Written instruction
Reproduce the records below in their entirety, character for character.

[Extracted records]
## START

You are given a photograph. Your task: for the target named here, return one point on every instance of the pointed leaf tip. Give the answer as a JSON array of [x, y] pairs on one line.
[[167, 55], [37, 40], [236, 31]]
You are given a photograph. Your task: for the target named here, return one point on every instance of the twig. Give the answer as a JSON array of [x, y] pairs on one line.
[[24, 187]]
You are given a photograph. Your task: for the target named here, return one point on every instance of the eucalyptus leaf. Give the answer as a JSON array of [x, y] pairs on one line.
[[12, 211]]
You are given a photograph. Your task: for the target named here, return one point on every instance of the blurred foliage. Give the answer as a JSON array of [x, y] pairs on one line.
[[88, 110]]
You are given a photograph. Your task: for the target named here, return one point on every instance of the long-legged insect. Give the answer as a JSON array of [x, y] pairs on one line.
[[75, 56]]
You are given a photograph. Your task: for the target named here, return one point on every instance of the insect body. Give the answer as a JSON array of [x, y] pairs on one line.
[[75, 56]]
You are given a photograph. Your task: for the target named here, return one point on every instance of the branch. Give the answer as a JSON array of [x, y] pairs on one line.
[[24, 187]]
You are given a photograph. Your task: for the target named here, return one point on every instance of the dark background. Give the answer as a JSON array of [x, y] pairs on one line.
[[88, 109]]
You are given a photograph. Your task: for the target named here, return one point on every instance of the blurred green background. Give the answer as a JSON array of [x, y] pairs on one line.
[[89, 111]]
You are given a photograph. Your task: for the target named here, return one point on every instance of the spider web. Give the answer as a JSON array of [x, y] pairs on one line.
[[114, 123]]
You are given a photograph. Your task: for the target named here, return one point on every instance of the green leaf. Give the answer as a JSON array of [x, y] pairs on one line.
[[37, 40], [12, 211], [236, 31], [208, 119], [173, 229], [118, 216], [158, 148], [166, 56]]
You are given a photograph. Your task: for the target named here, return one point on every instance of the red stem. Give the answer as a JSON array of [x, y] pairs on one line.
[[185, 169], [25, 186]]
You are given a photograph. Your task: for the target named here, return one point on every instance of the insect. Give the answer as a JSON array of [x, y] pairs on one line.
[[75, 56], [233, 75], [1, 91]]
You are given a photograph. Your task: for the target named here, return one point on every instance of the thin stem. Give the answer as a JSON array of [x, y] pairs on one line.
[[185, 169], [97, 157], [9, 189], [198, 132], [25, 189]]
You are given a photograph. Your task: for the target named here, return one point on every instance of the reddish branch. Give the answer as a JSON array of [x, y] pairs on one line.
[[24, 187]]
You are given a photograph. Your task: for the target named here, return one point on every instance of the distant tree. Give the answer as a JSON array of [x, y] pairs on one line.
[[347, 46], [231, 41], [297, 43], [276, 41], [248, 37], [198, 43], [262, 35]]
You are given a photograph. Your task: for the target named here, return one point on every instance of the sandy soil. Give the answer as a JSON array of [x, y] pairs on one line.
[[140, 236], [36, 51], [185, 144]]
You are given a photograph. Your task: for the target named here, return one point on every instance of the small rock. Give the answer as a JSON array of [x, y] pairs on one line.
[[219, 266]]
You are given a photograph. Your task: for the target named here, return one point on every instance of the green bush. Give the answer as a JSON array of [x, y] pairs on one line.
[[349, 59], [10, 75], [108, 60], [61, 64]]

## END

Response below
You are given a photograph. Your task: for the target named here, return one point on every instance of the pointed leaf tip. Give the answer as a JSON array of [x, y] pairs on one line.
[[167, 55], [37, 40], [236, 31]]
You are given a photograph. Your task: for the target named here, return one point on every instance of the twig. Give the answer as a JSON array of [x, y] pairs on one line.
[[24, 187]]
You are given a photograph. Your task: for the target named here, return one point on every instance of the eucalyptus leaf. Give the answer as a JSON array of [x, y] pairs on one line.
[[12, 211]]
You are given a photograph. Your task: for the target named here, return one point on every instance of the blurred foliage. Give the answer as a JSON array of [x, y] pairs on one line.
[[88, 110]]
You are given a photograph. Your task: for the target named here, return one point on every instance of the long-legged insect. Give the answer as a JSON array of [x, y] pairs on one line.
[[75, 56]]
You are given a photograph. Your task: for the target named here, return one point on every instance of the insect body. Give the answer as a JSON array of [x, y] pairs on one line.
[[75, 56]]
You are given a photograph. Your task: for the target named here, return one point on every instance of the branch. Give the answer as a JSON array of [x, y] pairs on one line.
[[24, 187]]
You are given a photograph. Your task: for the target named here, return one point on every instance of the dark background. Give the answer as a JSON array of [x, y] pairs on one line.
[[88, 109]]
You are given a photograph. Your task: for the target named here, return one point on every instance of the blurred green background. Give the answer as a JSON array of [x, y] pairs on one line.
[[89, 111]]
You are given a photograph. Your task: for the target named here, return one point on every instance of the spider web. Give the answer as a JSON array of [x, y] pairs on one line.
[[114, 123]]
You are given a photograph. Your task: for the target named here, return one point on every instance of the green leaf. Give the answer as a JSON array of [x, y] pairs on one line.
[[37, 40], [12, 211], [236, 31], [208, 119], [173, 229], [118, 216], [158, 148], [166, 56]]
You are given a photograph. Your task: for the target named here, return one point on every instance of the red stem. Give the answer as a JSON array of [x, y] pairs on one line.
[[185, 169], [25, 186]]
You are given a photograph. Your task: for the target named here, return one point on every instance of the insect. Give the answer as a JSON array of [x, y] pairs on one line.
[[75, 56], [233, 75], [1, 91]]
You are given a photograph. Your task: for the target named here, return one point on every instance of the thin stem. Give the answer as a JSON array of [x, y] pairs on one line.
[[185, 169], [97, 157], [9, 189], [198, 132], [25, 189]]
You are given a photograph. Your task: for the target named here, return one point on every instance of the reddish branch. Give the answer as a JSON array of [x, y] pairs on one line.
[[24, 187]]
You are given a photograph. Your task: for the target named here, return one point on every instance of the distant tree. Give the answer as a JSON array of [x, y] pairs on one line.
[[347, 46], [231, 41], [297, 43], [276, 41], [248, 37], [198, 43], [262, 35]]
You are given a photograph. Your task: for the target named here, return one point on every instance of the sandy soil. Give the answer as a JSON array of [x, y] pairs on one line.
[[140, 236], [36, 51], [185, 144]]
You are given a photograph. Your task: for the target named here, return one point on every instance of the small rock. Give the answer as a JSON array of [x, y] pairs on one line.
[[219, 266]]
You are given a photograph. Your task: for the target named here, return one point on every instance of the green bush. Give the answer as a JSON array of [x, y] pairs on one line.
[[349, 59], [10, 75], [108, 60], [61, 64]]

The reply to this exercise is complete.